Written exercise:
Count the lines below that contain the word "golden". Reply with the number alone.

Data supplied:
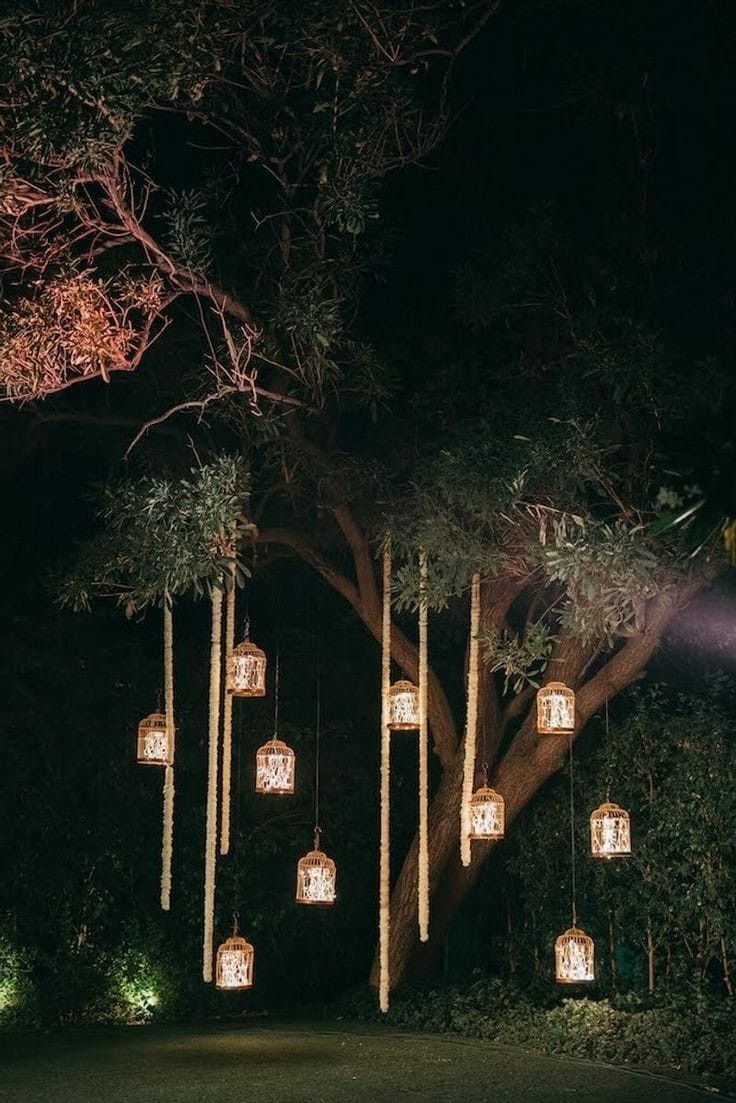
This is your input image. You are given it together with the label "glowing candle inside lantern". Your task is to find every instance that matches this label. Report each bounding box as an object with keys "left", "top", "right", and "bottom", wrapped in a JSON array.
[{"left": 256, "top": 739, "right": 296, "bottom": 793}]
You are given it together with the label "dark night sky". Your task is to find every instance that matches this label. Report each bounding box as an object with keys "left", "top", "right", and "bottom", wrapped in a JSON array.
[{"left": 0, "top": 0, "right": 736, "bottom": 701}]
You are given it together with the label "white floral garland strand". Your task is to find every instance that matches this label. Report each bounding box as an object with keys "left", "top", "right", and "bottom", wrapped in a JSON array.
[
  {"left": 460, "top": 574, "right": 480, "bottom": 866},
  {"left": 417, "top": 552, "right": 429, "bottom": 942},
  {"left": 378, "top": 543, "right": 391, "bottom": 1013},
  {"left": 220, "top": 574, "right": 235, "bottom": 854},
  {"left": 202, "top": 587, "right": 222, "bottom": 983},
  {"left": 161, "top": 593, "right": 177, "bottom": 911}
]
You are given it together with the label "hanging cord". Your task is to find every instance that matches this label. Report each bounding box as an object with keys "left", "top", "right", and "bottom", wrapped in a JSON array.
[
  {"left": 569, "top": 736, "right": 577, "bottom": 927},
  {"left": 274, "top": 596, "right": 281, "bottom": 739},
  {"left": 314, "top": 645, "right": 322, "bottom": 850},
  {"left": 606, "top": 696, "right": 611, "bottom": 803},
  {"left": 234, "top": 708, "right": 243, "bottom": 914},
  {"left": 274, "top": 643, "right": 281, "bottom": 739}
]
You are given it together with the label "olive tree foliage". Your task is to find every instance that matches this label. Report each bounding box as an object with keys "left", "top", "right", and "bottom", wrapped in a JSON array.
[
  {"left": 58, "top": 456, "right": 255, "bottom": 615},
  {"left": 508, "top": 678, "right": 736, "bottom": 995},
  {"left": 0, "top": 0, "right": 494, "bottom": 413}
]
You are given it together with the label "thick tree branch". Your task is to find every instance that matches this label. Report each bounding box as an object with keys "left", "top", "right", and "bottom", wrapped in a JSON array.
[{"left": 258, "top": 528, "right": 458, "bottom": 767}]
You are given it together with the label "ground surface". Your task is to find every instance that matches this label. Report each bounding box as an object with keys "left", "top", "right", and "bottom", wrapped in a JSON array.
[{"left": 0, "top": 1022, "right": 717, "bottom": 1103}]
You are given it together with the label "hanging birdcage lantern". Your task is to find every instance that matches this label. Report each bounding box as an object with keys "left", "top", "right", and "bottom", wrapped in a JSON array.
[
  {"left": 297, "top": 827, "right": 338, "bottom": 906},
  {"left": 470, "top": 785, "right": 506, "bottom": 839},
  {"left": 138, "top": 713, "right": 173, "bottom": 765},
  {"left": 226, "top": 635, "right": 267, "bottom": 697},
  {"left": 590, "top": 801, "right": 631, "bottom": 858},
  {"left": 215, "top": 915, "right": 255, "bottom": 992},
  {"left": 536, "top": 682, "right": 575, "bottom": 736},
  {"left": 555, "top": 927, "right": 596, "bottom": 984},
  {"left": 388, "top": 679, "right": 419, "bottom": 731},
  {"left": 256, "top": 736, "right": 297, "bottom": 794}
]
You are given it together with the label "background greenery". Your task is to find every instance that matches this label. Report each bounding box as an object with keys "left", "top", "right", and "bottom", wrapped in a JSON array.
[{"left": 0, "top": 0, "right": 736, "bottom": 1068}]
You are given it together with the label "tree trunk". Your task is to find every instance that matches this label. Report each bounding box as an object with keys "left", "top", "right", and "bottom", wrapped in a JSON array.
[{"left": 379, "top": 602, "right": 697, "bottom": 985}]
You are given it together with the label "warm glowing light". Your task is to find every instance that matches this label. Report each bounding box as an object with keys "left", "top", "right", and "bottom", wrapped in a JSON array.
[
  {"left": 297, "top": 834, "right": 338, "bottom": 904},
  {"left": 138, "top": 713, "right": 173, "bottom": 765},
  {"left": 555, "top": 927, "right": 596, "bottom": 984},
  {"left": 256, "top": 738, "right": 297, "bottom": 793},
  {"left": 470, "top": 785, "right": 505, "bottom": 839},
  {"left": 536, "top": 682, "right": 575, "bottom": 736},
  {"left": 227, "top": 640, "right": 266, "bottom": 697},
  {"left": 590, "top": 801, "right": 631, "bottom": 858},
  {"left": 388, "top": 681, "right": 419, "bottom": 731},
  {"left": 215, "top": 928, "right": 255, "bottom": 990}
]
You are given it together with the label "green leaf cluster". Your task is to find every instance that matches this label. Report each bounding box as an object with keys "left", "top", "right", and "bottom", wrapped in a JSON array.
[{"left": 58, "top": 456, "right": 255, "bottom": 614}]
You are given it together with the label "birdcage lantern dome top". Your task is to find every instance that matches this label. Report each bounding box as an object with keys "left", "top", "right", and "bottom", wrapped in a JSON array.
[
  {"left": 555, "top": 927, "right": 596, "bottom": 984},
  {"left": 226, "top": 640, "right": 267, "bottom": 697},
  {"left": 137, "top": 713, "right": 173, "bottom": 765},
  {"left": 256, "top": 736, "right": 297, "bottom": 794},
  {"left": 388, "top": 678, "right": 419, "bottom": 731},
  {"left": 297, "top": 835, "right": 338, "bottom": 906},
  {"left": 470, "top": 785, "right": 505, "bottom": 839},
  {"left": 590, "top": 801, "right": 631, "bottom": 858},
  {"left": 215, "top": 928, "right": 255, "bottom": 992},
  {"left": 536, "top": 682, "right": 575, "bottom": 736}
]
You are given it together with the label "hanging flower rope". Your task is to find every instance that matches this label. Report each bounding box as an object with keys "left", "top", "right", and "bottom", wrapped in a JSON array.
[
  {"left": 220, "top": 564, "right": 235, "bottom": 855},
  {"left": 417, "top": 552, "right": 429, "bottom": 942},
  {"left": 378, "top": 542, "right": 391, "bottom": 1013},
  {"left": 202, "top": 586, "right": 222, "bottom": 983},
  {"left": 460, "top": 574, "right": 480, "bottom": 866},
  {"left": 161, "top": 593, "right": 177, "bottom": 911}
]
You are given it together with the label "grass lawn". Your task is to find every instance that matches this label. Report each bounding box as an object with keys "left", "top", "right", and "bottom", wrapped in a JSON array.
[{"left": 0, "top": 1022, "right": 717, "bottom": 1103}]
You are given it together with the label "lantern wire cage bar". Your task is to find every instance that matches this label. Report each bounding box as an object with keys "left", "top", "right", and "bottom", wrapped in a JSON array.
[
  {"left": 470, "top": 762, "right": 505, "bottom": 840},
  {"left": 388, "top": 678, "right": 419, "bottom": 731},
  {"left": 137, "top": 711, "right": 173, "bottom": 765},
  {"left": 256, "top": 649, "right": 297, "bottom": 796},
  {"left": 536, "top": 682, "right": 575, "bottom": 736},
  {"left": 226, "top": 617, "right": 267, "bottom": 697},
  {"left": 590, "top": 801, "right": 631, "bottom": 858},
  {"left": 215, "top": 911, "right": 255, "bottom": 992},
  {"left": 297, "top": 827, "right": 338, "bottom": 907}
]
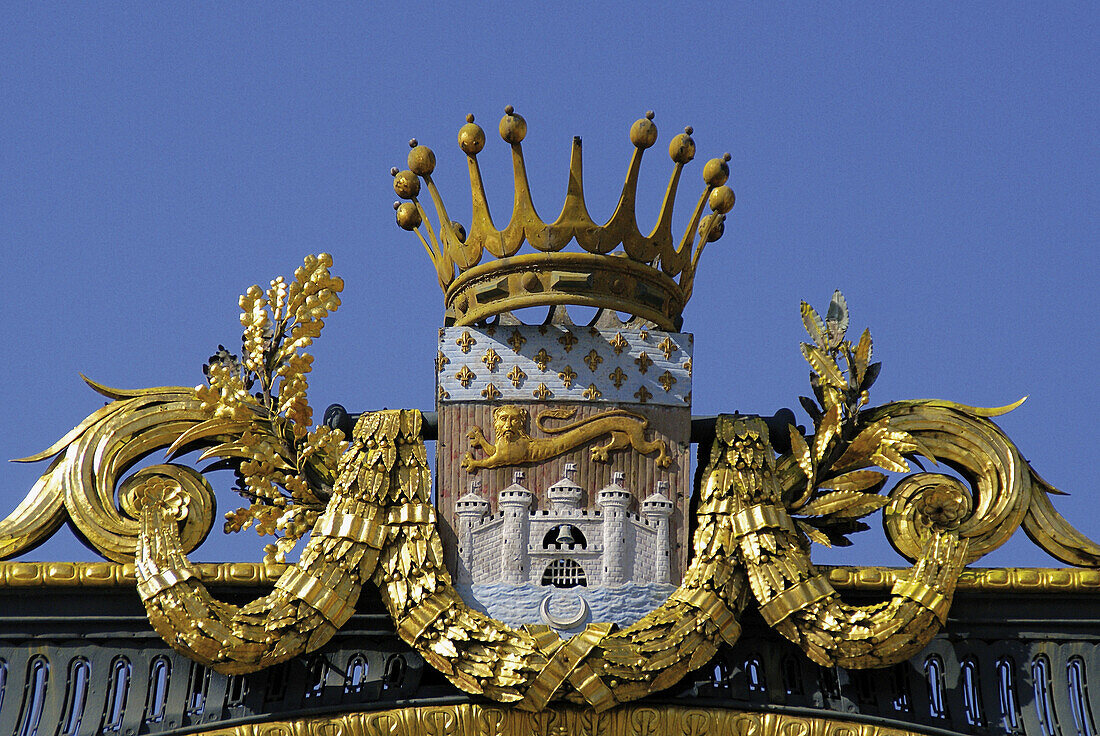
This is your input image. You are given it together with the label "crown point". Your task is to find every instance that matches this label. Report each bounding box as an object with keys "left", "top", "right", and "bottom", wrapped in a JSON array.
[
  {"left": 703, "top": 158, "right": 729, "bottom": 187},
  {"left": 409, "top": 145, "right": 436, "bottom": 176},
  {"left": 459, "top": 116, "right": 485, "bottom": 156},
  {"left": 394, "top": 168, "right": 420, "bottom": 199},
  {"left": 710, "top": 185, "right": 735, "bottom": 215},
  {"left": 394, "top": 202, "right": 422, "bottom": 230},
  {"left": 630, "top": 113, "right": 657, "bottom": 150},
  {"left": 501, "top": 105, "right": 527, "bottom": 145},
  {"left": 669, "top": 133, "right": 695, "bottom": 164}
]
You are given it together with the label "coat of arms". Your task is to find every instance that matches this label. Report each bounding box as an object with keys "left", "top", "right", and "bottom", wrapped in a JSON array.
[{"left": 0, "top": 107, "right": 1100, "bottom": 711}]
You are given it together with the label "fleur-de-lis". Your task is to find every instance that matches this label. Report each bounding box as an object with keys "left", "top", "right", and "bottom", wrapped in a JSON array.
[
  {"left": 454, "top": 365, "right": 477, "bottom": 388},
  {"left": 508, "top": 365, "right": 527, "bottom": 388},
  {"left": 508, "top": 330, "right": 527, "bottom": 353},
  {"left": 608, "top": 332, "right": 630, "bottom": 355},
  {"left": 482, "top": 348, "right": 503, "bottom": 373},
  {"left": 454, "top": 331, "right": 477, "bottom": 353}
]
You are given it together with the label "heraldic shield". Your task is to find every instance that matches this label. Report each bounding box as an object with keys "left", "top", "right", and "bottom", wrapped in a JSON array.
[{"left": 437, "top": 321, "right": 692, "bottom": 633}]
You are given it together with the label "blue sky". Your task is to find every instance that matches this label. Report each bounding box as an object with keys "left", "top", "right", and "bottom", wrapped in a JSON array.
[{"left": 0, "top": 2, "right": 1100, "bottom": 564}]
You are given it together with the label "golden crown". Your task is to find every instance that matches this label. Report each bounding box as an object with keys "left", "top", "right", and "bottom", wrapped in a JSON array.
[{"left": 391, "top": 106, "right": 734, "bottom": 329}]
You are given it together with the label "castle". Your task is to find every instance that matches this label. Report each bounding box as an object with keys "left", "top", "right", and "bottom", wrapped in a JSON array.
[{"left": 455, "top": 463, "right": 673, "bottom": 587}]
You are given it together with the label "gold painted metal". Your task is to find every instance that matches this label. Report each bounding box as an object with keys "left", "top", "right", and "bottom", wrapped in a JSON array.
[
  {"left": 454, "top": 332, "right": 477, "bottom": 353},
  {"left": 393, "top": 107, "right": 734, "bottom": 329},
  {"left": 508, "top": 365, "right": 527, "bottom": 388},
  {"left": 0, "top": 256, "right": 1100, "bottom": 723},
  {"left": 535, "top": 348, "right": 553, "bottom": 371},
  {"left": 454, "top": 365, "right": 477, "bottom": 388},
  {"left": 479, "top": 345, "right": 504, "bottom": 373},
  {"left": 462, "top": 404, "right": 672, "bottom": 473},
  {"left": 196, "top": 703, "right": 916, "bottom": 736},
  {"left": 0, "top": 561, "right": 1100, "bottom": 595},
  {"left": 584, "top": 348, "right": 604, "bottom": 372}
]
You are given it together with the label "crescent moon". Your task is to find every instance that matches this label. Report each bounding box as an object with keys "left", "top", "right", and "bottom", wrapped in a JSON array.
[{"left": 539, "top": 593, "right": 589, "bottom": 629}]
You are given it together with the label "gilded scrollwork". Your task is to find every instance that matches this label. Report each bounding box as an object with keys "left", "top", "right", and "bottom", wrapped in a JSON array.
[{"left": 0, "top": 262, "right": 1100, "bottom": 723}]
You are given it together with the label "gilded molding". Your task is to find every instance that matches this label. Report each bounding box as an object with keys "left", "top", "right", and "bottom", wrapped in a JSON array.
[
  {"left": 0, "top": 562, "right": 286, "bottom": 590},
  {"left": 0, "top": 562, "right": 1100, "bottom": 595},
  {"left": 198, "top": 703, "right": 914, "bottom": 736}
]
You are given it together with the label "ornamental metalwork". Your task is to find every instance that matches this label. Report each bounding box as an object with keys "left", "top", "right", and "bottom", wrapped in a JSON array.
[{"left": 0, "top": 108, "right": 1100, "bottom": 734}]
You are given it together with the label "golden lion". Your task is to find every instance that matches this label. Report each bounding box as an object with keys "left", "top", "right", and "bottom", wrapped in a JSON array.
[{"left": 462, "top": 405, "right": 672, "bottom": 473}]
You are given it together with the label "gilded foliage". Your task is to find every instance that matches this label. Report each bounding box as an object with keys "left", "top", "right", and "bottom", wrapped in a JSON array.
[
  {"left": 790, "top": 292, "right": 935, "bottom": 546},
  {"left": 195, "top": 253, "right": 347, "bottom": 562}
]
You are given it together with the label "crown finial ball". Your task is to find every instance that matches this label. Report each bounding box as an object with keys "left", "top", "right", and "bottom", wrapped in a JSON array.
[
  {"left": 710, "top": 185, "right": 734, "bottom": 215},
  {"left": 459, "top": 116, "right": 485, "bottom": 156},
  {"left": 703, "top": 158, "right": 729, "bottom": 187},
  {"left": 669, "top": 133, "right": 695, "bottom": 164},
  {"left": 630, "top": 114, "right": 657, "bottom": 150},
  {"left": 501, "top": 105, "right": 527, "bottom": 145},
  {"left": 699, "top": 212, "right": 726, "bottom": 243},
  {"left": 409, "top": 145, "right": 436, "bottom": 176},
  {"left": 394, "top": 169, "right": 420, "bottom": 199},
  {"left": 395, "top": 202, "right": 422, "bottom": 230}
]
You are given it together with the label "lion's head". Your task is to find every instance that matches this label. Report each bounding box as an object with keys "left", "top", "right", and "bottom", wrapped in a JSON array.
[{"left": 493, "top": 405, "right": 529, "bottom": 441}]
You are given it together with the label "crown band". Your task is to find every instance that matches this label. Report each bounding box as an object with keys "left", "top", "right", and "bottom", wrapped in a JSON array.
[{"left": 444, "top": 252, "right": 683, "bottom": 330}]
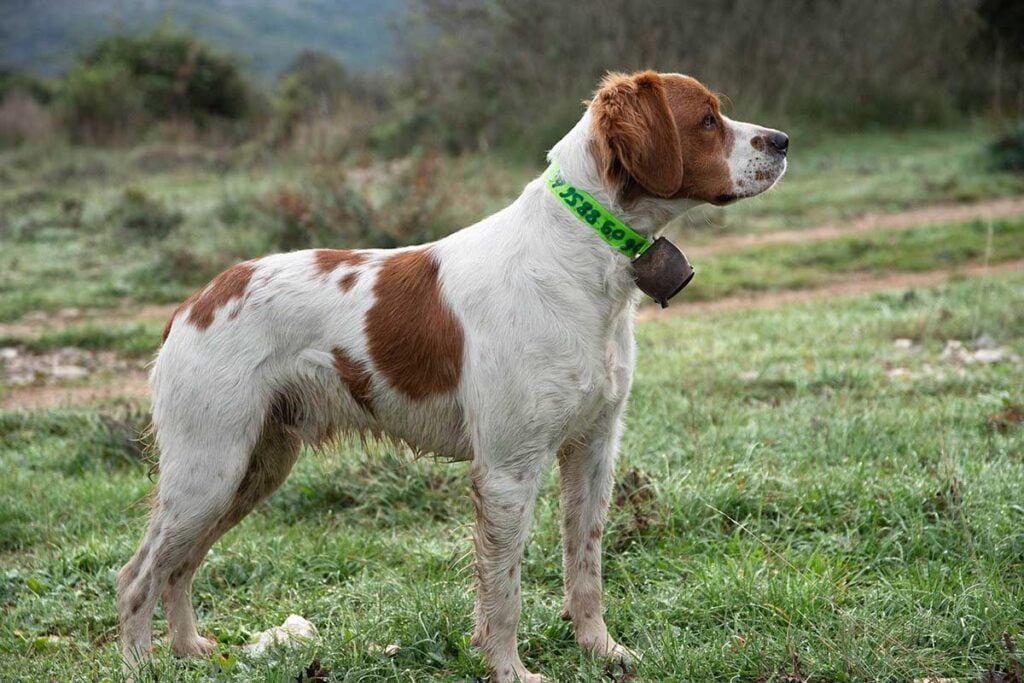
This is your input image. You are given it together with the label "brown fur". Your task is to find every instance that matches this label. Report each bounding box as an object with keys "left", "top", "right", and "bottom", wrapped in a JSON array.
[
  {"left": 338, "top": 272, "right": 359, "bottom": 292},
  {"left": 313, "top": 249, "right": 367, "bottom": 275},
  {"left": 163, "top": 262, "right": 256, "bottom": 341},
  {"left": 591, "top": 71, "right": 732, "bottom": 203},
  {"left": 331, "top": 347, "right": 374, "bottom": 415},
  {"left": 593, "top": 71, "right": 683, "bottom": 197},
  {"left": 366, "top": 249, "right": 463, "bottom": 399}
]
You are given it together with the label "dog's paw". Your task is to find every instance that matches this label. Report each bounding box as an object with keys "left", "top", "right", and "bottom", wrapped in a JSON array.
[
  {"left": 490, "top": 666, "right": 550, "bottom": 683},
  {"left": 171, "top": 635, "right": 217, "bottom": 657}
]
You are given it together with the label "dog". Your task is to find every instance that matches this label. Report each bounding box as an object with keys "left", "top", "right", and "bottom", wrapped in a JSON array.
[{"left": 117, "top": 71, "right": 788, "bottom": 682}]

Result of the task:
2